What you will do |
From the entries below, pull out each line where "query" appears.

Dataset |
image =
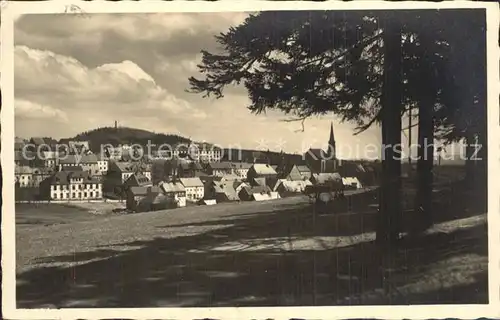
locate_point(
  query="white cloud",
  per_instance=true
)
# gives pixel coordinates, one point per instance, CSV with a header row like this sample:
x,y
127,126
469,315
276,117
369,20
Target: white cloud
x,y
32,110
134,68
120,90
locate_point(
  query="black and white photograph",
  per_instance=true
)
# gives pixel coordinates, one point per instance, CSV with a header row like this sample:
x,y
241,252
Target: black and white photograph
x,y
266,155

Completed task |
  query="white cloud",
  query="black and white photograph",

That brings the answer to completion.